> TO BE DONE
Rewrite the records below, replacing every "white paper" with "sheet of paper" and leaving everything else the same.

Contour labeling items:

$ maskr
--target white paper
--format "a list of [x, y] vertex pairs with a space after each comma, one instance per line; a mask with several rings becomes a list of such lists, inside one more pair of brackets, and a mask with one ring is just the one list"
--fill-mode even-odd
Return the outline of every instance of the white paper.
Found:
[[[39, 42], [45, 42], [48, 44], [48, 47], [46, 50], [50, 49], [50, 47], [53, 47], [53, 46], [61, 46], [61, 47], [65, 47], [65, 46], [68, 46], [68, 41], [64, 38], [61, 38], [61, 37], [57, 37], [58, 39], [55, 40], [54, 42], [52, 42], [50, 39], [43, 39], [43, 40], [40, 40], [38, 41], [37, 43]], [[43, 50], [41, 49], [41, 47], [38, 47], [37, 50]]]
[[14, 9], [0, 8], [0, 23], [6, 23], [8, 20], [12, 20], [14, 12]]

> WRITTEN SOLUTION
$ maskr
--target sheet of paper
--format "a list of [x, y] vertex pairs with a space after each comma, one instance per line; a mask with several rings becomes a list of such lists, inside one more pair of brackets, and a mask with one ring is just the one list"
--fill-mode even-odd
Return the outline of every instance of the sheet of paper.
Found:
[[[39, 42], [45, 42], [48, 44], [48, 47], [46, 50], [50, 49], [50, 47], [53, 47], [53, 46], [61, 46], [61, 47], [65, 47], [65, 46], [68, 46], [68, 41], [64, 38], [61, 38], [61, 37], [57, 37], [58, 39], [55, 40], [54, 42], [52, 42], [50, 39], [43, 39], [43, 40], [40, 40], [38, 41], [37, 43]], [[43, 50], [41, 49], [41, 47], [38, 47], [37, 50]]]
[[14, 9], [0, 8], [0, 23], [6, 23], [8, 20], [12, 20], [14, 12]]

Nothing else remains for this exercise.